> **Exercise**:
Please copy all the lines that follow, word for word.
****
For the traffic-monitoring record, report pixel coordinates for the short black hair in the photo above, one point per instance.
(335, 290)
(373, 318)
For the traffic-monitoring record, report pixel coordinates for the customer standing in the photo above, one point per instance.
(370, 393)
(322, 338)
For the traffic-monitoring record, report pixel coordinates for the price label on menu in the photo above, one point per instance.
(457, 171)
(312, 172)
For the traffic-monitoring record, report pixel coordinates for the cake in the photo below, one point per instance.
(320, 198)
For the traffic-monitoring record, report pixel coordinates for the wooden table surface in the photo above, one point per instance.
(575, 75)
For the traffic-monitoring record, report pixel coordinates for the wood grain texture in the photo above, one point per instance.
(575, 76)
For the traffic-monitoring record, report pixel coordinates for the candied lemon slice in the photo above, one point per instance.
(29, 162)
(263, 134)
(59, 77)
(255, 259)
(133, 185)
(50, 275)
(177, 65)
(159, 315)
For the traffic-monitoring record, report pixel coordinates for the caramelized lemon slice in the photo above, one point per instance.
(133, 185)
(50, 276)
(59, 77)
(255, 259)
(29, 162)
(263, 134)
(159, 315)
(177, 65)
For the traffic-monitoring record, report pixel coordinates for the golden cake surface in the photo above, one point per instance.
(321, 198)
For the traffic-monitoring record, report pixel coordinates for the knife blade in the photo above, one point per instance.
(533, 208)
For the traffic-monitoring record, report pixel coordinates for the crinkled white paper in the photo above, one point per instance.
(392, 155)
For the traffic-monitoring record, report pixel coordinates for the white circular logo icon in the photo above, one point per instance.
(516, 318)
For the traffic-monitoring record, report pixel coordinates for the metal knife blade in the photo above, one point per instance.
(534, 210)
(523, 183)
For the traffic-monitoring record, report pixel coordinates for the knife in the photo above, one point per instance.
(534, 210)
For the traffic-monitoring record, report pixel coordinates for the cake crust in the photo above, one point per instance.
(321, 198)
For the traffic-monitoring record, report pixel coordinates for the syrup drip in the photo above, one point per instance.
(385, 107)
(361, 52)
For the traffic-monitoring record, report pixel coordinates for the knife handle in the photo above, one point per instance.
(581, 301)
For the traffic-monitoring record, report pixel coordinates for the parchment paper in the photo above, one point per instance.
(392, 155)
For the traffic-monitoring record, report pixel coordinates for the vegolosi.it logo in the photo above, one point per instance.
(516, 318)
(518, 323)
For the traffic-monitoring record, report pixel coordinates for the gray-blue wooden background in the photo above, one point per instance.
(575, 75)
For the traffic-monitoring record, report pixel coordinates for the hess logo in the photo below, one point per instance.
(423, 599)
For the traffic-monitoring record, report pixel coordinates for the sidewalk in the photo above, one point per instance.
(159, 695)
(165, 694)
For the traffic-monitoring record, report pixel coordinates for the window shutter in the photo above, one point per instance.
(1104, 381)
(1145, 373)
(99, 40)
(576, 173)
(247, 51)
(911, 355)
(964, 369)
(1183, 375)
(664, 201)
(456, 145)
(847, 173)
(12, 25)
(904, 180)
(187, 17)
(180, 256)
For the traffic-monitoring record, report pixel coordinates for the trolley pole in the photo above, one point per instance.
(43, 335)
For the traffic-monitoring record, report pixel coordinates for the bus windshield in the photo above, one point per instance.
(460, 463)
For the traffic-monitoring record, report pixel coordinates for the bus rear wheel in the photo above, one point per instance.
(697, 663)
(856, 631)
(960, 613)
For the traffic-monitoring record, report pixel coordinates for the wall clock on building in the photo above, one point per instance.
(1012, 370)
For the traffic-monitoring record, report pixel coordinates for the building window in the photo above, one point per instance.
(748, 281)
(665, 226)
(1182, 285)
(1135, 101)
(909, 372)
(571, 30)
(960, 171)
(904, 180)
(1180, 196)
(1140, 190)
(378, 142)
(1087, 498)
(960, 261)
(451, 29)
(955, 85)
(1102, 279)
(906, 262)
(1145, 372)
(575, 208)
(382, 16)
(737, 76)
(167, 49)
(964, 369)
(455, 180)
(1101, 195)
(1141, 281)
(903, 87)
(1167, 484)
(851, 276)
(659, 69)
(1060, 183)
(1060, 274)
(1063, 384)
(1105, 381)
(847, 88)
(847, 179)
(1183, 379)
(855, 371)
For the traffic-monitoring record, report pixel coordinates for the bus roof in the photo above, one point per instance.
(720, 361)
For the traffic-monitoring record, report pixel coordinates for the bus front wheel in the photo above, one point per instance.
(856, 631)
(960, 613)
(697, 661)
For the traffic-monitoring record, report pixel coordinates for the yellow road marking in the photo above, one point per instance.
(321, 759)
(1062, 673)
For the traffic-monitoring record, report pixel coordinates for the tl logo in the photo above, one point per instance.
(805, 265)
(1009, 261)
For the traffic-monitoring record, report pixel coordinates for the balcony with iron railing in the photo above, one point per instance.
****
> **Written reply**:
For the traffic-monitoring record, report pixel coordinates for the short black hair in the photo above, one point per instance.
(335, 290)
(373, 318)
For the traffic-monitoring record, report pixel coordinates for the customer standing in the photo above, one point per instance.
(370, 393)
(322, 338)
For the traffic-monitoring record, report pixel coordinates for the price label on menu in the photo above, one point per instance.
(457, 171)
(312, 172)
For the traffic-monitoring record, report pixel coordinates for the cake in the photo below, one point per instance.
(320, 198)
For the traffic-monitoring record, report pixel coordinates for the wooden table surface in the photo above, one point per instance.
(575, 75)
For the traffic-monitoring record, report pixel coordinates for the wood grain texture in the photo above, one point per instance.
(575, 76)
For the traffic-monitoring record, report pixel coordinates for the candied lemon slice in the photo above, one point per instance.
(29, 162)
(263, 134)
(59, 77)
(255, 259)
(133, 185)
(50, 275)
(177, 65)
(159, 315)
For the traffic-monitoring record, report pixel coordinates for the caramelized lemon slice in the photo above, one point per instance.
(133, 185)
(50, 276)
(59, 77)
(255, 259)
(29, 162)
(263, 134)
(159, 315)
(177, 65)
For the traffic-monitoring record, report pixel coordinates for the golden cake surface in the photo above, one point per instance.
(321, 198)
For the traffic-monitoring record, report pixel coordinates for the knife blade in the photo above, one point per instance.
(533, 208)
For the traffic-monitoring record, report pixel coordinates for the crinkled white paper in the photo above, one point per instance.
(392, 155)
For the traffic-monitoring record, report pixel coordinates for the white circular logo icon in the photo above, one point per instance.
(516, 318)
For the traffic-monitoring record, report pixel coordinates for the metal knife blade in the photo above, one point per instance.
(534, 210)
(523, 183)
For the traffic-monitoring record, report pixel coordinates for the knife in the photo above, one point per instance.
(534, 210)
For the traffic-monitoring record, report pixel coordinates for the cake crust in the photo above, one point per instance.
(321, 198)
For the traffic-monitoring record, report pixel coordinates for the syrup drip in the photo above, one point per instance.
(385, 107)
(361, 52)
For the traffic-monitoring record, report pixel coordinates for the knife handle in the photo above, one point per instance.
(581, 301)
For the traffic-monitoring record, report pixel coordinates for the parchment paper in the photo above, one point per instance.
(392, 155)
For the traffic-monitoring record, report pixel coordinates for the vegolosi.it logo in the photo above, one point per instance.
(516, 318)
(518, 323)
For the traffic-monitoring record, report pixel coordinates for the gray-blue wooden background in the photo above, one point per instance.
(575, 75)
For the traffic-monitoring record, report pixel coordinates for the hess logo in the photo below, one point per instance.
(423, 599)
For the traffic-monitoring record, report pixel coordinates for the sidewalk in the photo above, one point per instance.
(159, 695)
(165, 694)
For the traffic-monitoring record, report pixel coordinates for the window shutter in the photo above, one point per instance.
(1104, 381)
(1145, 373)
(99, 40)
(576, 173)
(247, 51)
(911, 355)
(964, 369)
(1183, 375)
(664, 201)
(456, 145)
(847, 173)
(12, 25)
(904, 180)
(187, 17)
(180, 256)
For the traffic-monitoring record, report pixel coordinates for the trolley pole in the photo above, one point per instance.
(43, 335)
For the traffic-monitoring record, report pixel coordinates for the bus windshield in the photo above, one point per instance.
(460, 463)
For the traffic-monitoring record, report pixel coordinates for the bus rear wheel in the photo above, one point per instance.
(697, 663)
(856, 631)
(960, 613)
For the traffic-monitoring record, report pixel coordinates for the wall clock on building in the photo above, one point per instance.
(1012, 370)
For the traffic-monitoring record, report pixel coordinates for the building window in the photo above, one point per instance.
(748, 281)
(665, 226)
(1182, 285)
(1135, 101)
(909, 372)
(571, 30)
(960, 171)
(904, 180)
(1180, 196)
(1140, 190)
(378, 142)
(1087, 498)
(960, 261)
(451, 29)
(955, 85)
(1102, 279)
(906, 262)
(1145, 372)
(575, 208)
(382, 16)
(737, 76)
(167, 49)
(964, 369)
(455, 180)
(1101, 195)
(1141, 281)
(903, 87)
(1167, 484)
(851, 276)
(659, 69)
(1060, 183)
(1060, 274)
(1063, 384)
(1105, 381)
(847, 88)
(847, 179)
(1183, 379)
(855, 371)
For the traffic-monitoring record, report pixel coordinates for the bus roof in the photo above, one point per instance.
(720, 361)
For the traffic-monitoring record, report pixel coordinates for the bus front wheel in the photo above, one point per instance.
(856, 631)
(960, 613)
(697, 661)
For the traffic-monitoring record, report pixel coordinates for the yellow road marking in the photo above, one point per instance.
(321, 759)
(1062, 673)
For the traffic-monitoring record, report pixel coordinates for the tl logo in the photo above, one point per instance.
(805, 265)
(1009, 261)
For the traffic-monitoring record, report pixel coordinates for the balcony with iron railing in the photo above, one point per instance.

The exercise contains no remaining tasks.